Only the lines from the line holding "of the chrome" to the last line should be output, each exactly as given.

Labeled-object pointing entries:
[BEGIN]

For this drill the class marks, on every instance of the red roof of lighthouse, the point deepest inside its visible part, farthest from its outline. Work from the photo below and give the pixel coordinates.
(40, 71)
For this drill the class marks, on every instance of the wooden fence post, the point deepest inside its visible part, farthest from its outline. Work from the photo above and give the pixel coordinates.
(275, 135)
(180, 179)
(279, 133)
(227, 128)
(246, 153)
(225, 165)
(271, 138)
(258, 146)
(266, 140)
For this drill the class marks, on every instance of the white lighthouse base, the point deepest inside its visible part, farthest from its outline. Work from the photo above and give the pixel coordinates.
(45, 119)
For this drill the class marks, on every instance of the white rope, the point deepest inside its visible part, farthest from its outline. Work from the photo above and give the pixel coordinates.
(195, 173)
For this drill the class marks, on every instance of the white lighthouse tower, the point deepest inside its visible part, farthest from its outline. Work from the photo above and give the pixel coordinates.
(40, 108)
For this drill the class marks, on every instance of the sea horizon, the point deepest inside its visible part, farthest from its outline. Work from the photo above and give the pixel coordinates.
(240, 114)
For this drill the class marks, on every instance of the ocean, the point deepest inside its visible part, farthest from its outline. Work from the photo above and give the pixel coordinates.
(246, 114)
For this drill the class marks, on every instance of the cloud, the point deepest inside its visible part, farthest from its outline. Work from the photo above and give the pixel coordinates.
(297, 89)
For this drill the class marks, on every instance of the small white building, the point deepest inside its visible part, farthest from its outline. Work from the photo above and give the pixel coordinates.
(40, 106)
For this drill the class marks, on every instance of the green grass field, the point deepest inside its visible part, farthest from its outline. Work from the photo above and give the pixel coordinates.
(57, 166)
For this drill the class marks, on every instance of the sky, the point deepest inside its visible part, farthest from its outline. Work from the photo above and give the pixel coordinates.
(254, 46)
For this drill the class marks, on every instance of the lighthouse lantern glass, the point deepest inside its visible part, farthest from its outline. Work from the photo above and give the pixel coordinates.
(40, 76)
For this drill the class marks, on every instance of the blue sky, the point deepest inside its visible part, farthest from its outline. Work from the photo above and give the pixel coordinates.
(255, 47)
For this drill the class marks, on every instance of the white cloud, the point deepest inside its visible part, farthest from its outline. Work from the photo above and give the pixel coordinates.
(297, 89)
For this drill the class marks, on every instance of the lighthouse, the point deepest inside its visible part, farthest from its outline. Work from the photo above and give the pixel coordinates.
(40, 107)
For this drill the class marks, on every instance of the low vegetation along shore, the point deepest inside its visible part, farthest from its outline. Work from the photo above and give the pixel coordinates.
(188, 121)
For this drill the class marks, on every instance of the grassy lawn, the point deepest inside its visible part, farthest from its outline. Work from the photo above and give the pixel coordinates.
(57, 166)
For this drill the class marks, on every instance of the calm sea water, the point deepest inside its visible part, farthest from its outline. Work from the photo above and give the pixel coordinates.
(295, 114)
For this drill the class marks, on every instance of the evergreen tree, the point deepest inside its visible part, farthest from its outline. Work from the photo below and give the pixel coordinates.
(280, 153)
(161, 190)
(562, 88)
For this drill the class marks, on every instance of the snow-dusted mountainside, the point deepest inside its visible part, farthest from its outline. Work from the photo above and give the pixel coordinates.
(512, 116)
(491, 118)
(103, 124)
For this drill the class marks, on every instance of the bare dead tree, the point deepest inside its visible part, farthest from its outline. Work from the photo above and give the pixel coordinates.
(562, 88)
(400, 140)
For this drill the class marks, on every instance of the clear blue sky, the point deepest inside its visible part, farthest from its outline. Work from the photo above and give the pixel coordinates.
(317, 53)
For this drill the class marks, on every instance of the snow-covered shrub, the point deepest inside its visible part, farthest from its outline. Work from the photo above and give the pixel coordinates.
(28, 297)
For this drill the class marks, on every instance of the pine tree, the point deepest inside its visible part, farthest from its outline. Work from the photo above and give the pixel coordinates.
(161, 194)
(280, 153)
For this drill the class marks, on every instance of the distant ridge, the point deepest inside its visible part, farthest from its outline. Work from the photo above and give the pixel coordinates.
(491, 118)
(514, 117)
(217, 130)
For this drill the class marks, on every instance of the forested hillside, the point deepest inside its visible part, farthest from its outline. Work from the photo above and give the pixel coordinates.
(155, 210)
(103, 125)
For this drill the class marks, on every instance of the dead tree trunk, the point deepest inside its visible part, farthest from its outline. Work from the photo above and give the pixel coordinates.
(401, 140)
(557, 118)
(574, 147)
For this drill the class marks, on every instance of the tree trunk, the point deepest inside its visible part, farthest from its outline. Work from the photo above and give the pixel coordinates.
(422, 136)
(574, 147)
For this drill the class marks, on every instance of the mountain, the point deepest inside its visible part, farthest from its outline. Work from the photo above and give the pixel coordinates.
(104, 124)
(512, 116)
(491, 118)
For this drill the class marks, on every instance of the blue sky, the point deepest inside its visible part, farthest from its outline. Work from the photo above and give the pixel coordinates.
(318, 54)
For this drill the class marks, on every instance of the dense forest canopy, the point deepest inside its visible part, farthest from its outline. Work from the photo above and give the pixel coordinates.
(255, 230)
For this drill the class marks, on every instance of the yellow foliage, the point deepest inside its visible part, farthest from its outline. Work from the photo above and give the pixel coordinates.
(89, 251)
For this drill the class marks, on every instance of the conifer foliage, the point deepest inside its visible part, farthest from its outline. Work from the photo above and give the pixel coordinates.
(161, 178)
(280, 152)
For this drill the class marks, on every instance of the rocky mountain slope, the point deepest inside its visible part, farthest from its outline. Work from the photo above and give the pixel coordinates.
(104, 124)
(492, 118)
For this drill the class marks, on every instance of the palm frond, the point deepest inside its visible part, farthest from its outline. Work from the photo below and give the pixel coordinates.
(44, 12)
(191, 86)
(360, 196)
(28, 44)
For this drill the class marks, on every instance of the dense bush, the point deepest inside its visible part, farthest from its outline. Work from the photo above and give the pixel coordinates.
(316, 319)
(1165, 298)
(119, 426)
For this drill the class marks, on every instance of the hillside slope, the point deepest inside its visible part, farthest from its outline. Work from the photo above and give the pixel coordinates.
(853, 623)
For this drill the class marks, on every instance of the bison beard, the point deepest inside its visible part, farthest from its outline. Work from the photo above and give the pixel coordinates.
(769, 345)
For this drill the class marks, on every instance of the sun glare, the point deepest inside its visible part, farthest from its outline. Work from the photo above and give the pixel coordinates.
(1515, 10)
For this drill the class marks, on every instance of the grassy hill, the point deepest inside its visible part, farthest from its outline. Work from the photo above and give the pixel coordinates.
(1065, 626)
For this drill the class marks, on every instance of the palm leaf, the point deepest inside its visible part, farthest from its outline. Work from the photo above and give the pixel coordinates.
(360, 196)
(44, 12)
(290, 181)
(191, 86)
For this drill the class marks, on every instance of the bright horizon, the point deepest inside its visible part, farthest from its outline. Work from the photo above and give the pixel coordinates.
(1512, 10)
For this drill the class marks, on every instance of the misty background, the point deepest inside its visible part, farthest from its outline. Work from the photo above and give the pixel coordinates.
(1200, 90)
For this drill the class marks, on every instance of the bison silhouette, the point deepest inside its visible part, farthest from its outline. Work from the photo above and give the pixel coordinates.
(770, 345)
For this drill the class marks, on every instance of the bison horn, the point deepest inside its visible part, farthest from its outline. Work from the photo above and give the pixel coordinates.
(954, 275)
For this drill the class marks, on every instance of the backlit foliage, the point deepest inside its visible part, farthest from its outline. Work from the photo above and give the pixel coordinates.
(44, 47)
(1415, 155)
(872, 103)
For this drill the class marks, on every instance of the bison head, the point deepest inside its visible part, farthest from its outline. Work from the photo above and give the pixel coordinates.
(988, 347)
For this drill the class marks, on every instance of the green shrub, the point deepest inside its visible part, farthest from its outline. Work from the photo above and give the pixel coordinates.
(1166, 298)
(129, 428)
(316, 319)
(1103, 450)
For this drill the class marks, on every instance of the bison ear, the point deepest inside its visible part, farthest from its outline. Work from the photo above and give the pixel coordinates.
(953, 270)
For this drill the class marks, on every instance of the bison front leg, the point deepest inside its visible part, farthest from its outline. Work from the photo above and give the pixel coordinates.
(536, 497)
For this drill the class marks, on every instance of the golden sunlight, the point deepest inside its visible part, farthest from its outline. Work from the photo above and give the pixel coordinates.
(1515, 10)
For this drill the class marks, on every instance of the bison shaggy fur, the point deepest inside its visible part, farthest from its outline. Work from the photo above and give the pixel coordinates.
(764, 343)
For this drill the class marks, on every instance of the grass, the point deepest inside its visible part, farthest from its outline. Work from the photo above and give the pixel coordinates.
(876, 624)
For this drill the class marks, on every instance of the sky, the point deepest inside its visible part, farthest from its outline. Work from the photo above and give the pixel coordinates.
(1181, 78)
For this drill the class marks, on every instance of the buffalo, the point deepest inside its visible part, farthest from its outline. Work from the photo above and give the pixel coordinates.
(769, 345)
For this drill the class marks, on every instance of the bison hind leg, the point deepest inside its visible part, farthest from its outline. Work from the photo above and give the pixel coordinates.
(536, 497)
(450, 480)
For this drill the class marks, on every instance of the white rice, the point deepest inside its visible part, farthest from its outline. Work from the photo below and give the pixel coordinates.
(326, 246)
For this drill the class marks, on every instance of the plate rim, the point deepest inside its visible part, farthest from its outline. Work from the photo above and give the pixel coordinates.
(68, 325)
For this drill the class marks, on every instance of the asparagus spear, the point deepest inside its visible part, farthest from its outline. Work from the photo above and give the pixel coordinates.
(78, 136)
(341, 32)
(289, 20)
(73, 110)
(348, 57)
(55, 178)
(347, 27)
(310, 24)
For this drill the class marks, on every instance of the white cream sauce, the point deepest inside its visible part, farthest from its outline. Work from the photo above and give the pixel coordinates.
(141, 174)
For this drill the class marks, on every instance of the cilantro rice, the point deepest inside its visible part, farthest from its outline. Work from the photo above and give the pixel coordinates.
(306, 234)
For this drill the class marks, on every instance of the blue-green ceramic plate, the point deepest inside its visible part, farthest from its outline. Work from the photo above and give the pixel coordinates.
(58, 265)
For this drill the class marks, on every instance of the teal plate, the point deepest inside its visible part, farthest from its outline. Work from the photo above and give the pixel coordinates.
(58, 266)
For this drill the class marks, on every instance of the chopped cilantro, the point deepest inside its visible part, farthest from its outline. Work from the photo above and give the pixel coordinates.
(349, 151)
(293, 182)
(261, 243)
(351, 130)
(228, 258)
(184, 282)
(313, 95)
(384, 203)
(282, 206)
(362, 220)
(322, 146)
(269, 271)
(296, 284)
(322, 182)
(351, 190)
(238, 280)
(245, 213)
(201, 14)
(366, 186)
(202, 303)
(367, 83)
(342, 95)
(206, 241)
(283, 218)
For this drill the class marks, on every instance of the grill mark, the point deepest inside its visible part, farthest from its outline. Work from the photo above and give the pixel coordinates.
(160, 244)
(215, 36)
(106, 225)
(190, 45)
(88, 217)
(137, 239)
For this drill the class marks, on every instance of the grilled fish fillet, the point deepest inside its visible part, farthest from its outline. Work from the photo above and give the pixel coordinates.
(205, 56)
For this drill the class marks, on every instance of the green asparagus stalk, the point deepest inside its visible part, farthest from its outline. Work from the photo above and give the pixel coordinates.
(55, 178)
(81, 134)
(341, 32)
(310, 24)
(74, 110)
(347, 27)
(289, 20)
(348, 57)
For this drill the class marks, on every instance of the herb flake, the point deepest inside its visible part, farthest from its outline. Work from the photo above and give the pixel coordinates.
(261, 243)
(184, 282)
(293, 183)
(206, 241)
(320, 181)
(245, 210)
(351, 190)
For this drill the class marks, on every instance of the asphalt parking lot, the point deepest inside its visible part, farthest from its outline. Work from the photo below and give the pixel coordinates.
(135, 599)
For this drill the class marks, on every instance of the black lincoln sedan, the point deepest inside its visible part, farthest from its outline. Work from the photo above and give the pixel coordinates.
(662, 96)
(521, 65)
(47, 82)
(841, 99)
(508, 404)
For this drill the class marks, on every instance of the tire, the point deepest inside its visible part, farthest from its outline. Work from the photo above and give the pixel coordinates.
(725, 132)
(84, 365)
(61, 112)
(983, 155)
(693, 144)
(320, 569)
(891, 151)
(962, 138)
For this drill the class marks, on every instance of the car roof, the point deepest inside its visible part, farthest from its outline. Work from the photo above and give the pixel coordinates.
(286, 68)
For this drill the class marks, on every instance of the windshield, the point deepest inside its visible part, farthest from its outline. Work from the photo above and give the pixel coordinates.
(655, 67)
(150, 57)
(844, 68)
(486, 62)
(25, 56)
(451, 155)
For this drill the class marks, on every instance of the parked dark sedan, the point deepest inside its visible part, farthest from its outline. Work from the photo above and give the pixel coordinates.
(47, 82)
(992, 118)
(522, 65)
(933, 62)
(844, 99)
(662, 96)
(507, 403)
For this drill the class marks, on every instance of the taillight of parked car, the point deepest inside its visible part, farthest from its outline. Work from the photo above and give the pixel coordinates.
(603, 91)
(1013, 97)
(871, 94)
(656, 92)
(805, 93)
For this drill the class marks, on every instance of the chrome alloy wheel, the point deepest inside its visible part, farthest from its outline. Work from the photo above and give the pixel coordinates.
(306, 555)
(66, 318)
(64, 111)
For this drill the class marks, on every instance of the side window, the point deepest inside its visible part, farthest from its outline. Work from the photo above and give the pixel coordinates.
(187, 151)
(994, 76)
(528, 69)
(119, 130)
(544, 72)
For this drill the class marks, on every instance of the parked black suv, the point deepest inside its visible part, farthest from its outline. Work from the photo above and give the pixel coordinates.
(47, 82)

[END]

• Reply to the task:
For this drill the class marks, on every instance of the chrome alloy wheel, the point deepest inside its visible part, farthest from its outline. Work from the photo above and give the pixel coordinates.
(306, 555)
(66, 318)
(64, 111)
For this drill the class marks, on every instance of the side window, the point deepest inside its visible part, farthest from its outline. Work from the photo above and give the pixel coordinates.
(187, 151)
(994, 76)
(528, 69)
(119, 130)
(544, 72)
For this drill the class marks, on every instance of the parked black suv, the point deepest inside its visible part, farthest from its outline. Work from the photo above and give the pixel coordinates.
(47, 82)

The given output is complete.